> **EXERCISE AIM**:
Every entry should appear in your answer exactly as it does here.

> **RECORD EXTRACTS**:
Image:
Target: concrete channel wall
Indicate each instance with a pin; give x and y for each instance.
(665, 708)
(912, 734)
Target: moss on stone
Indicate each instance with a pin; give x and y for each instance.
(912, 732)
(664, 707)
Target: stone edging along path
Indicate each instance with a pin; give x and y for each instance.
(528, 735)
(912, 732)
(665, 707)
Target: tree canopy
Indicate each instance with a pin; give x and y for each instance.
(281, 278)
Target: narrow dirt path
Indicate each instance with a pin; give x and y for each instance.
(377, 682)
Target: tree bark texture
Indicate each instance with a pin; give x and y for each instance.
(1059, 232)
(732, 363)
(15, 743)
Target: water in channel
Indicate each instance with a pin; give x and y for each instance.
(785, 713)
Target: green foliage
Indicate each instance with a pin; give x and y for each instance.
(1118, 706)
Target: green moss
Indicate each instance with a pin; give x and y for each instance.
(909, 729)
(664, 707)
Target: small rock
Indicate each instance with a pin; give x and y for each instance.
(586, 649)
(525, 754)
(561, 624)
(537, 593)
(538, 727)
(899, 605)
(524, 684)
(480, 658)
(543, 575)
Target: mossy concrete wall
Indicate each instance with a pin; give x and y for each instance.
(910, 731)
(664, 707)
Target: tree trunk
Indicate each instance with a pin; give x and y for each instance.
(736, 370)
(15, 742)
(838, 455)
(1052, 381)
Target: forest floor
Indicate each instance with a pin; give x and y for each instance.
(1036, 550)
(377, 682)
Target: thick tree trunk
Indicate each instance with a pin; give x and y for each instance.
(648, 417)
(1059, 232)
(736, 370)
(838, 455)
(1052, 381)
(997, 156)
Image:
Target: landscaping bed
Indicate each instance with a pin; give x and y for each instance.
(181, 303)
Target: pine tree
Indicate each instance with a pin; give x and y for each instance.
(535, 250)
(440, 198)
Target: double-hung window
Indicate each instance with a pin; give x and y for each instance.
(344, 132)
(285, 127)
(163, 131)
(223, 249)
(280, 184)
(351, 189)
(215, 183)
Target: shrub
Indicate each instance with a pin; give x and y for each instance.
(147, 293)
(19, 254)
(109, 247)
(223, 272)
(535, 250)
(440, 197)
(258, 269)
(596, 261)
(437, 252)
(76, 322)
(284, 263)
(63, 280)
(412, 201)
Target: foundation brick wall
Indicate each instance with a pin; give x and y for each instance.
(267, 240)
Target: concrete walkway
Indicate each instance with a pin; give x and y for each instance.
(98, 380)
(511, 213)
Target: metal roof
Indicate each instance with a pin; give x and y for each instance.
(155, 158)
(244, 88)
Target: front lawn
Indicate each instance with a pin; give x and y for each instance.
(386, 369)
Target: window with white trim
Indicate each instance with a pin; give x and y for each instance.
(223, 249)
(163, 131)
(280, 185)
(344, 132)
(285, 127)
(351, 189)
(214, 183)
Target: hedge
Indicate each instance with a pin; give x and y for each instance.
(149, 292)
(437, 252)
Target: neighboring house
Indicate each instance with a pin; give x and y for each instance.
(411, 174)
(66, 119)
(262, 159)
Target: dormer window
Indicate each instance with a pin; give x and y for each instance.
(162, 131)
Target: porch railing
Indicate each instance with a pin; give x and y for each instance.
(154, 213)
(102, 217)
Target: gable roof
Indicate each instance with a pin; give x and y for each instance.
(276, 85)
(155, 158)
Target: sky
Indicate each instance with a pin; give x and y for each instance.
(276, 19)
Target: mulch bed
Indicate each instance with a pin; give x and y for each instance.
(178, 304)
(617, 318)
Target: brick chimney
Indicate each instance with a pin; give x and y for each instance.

> **FINISHED EXERCISE**:
Image:
Target: concrete channel wall
Indicate each instance with a pin; give x and y for each instance.
(665, 708)
(912, 734)
Target: moss on stone
Indicate each instance with a pin; give x and y for each instance.
(912, 732)
(664, 707)
Target: stone edging along path
Indicate each instance with a pin; give x and y for each instance.
(528, 735)
(912, 732)
(665, 707)
Target: tree canopy
Indicate each instance with a pin; give x and y for each instance.
(281, 278)
Target: narrow dirt path
Indicate each instance with a pin; give x and y for each instance.
(377, 682)
Target: tree bark texture
Indicate each instance with a pin; give x and y for each instance.
(1059, 232)
(732, 363)
(15, 743)
Target: water in channel
Indicate each instance with a pin; give x and y for each instance.
(785, 713)
Target: green foliage
Indicate each instance with a pin; give x and y for each instance.
(1118, 706)
Target: green moss
Indicate each instance with a pin; give x and y for each instance.
(909, 729)
(664, 707)
Target: small rock
Indicate each instance with a pin; give x and y for each instance.
(586, 649)
(525, 754)
(561, 624)
(537, 593)
(538, 727)
(899, 605)
(524, 684)
(480, 658)
(543, 575)
Target: mossy concrete wall
Indicate each instance with a pin; give x and y for each instance.
(910, 731)
(664, 707)
Target: tree trunk
Indicate each instance with a pin; give x and y for each instance.
(736, 370)
(15, 742)
(838, 455)
(1052, 381)
Target: forest floor
Indicate each instance with a pin; give x and y for each instance.
(1036, 550)
(377, 682)
Target: thick tree trunk
Indicate each instance with a pin; give x and y for each instance.
(648, 417)
(1059, 232)
(736, 370)
(838, 455)
(1052, 381)
(997, 156)
Image:
Target: landscaping bed
Indicate each instance with a pin; give x and y for each instance.
(181, 303)
Target: pine tree
Indicate each instance with a pin; give x and y for each instance.
(535, 250)
(440, 198)
Target: double-hung window
Indicate each instance with a pin; give x and y for each instance.
(344, 132)
(285, 127)
(163, 131)
(223, 249)
(280, 184)
(351, 189)
(215, 183)
Target: shrub
Indicate each instance with a pin; give x and y for each instance.
(147, 293)
(19, 254)
(109, 247)
(223, 272)
(535, 250)
(440, 197)
(258, 269)
(596, 261)
(437, 252)
(76, 322)
(284, 263)
(63, 280)
(412, 201)
Target: foundation brick wall
Indicate each instance with a pin; give x and y for each instance.
(267, 240)
Target: concrete walkway
Indicate each instance with a pin; give x and y for each instance.
(98, 380)
(511, 213)
Target: metal roof
Indicate each instance with a pin; give x and y for each instance.
(155, 158)
(244, 88)
Target: front lawn
Indicate each instance with a pin; give x and y for each instance.
(386, 369)
Target: window with white trim
Indicate each instance with a pin; give x and y for each instance.
(223, 249)
(163, 131)
(280, 185)
(344, 132)
(285, 127)
(351, 189)
(214, 183)
Target: hedge
Indicate each instance with a pin; give x and y for each instance.
(149, 292)
(437, 252)
Target: neighboring house
Indicate each instance with a pin; give x and y for each instance.
(411, 174)
(66, 119)
(262, 159)
Target: dormer window
Indicate each instance with a pin; give x and y for each instance.
(162, 131)
Target: porch railing
Indicate each instance with a pin; give x and y for each instance.
(154, 213)
(102, 217)
Target: gable roof
Indicate each instance with a pin; give x and y for each instance.
(276, 85)
(155, 158)
Target: sky
Indicate each instance with a pin; give x and y for each instance.
(276, 19)
Target: mulch bed
Indicate each instance with a pin; give x and y for each instance.
(178, 304)
(617, 318)
Target: brick chimney
Indicate each instance with a pin; give x and y for each instance.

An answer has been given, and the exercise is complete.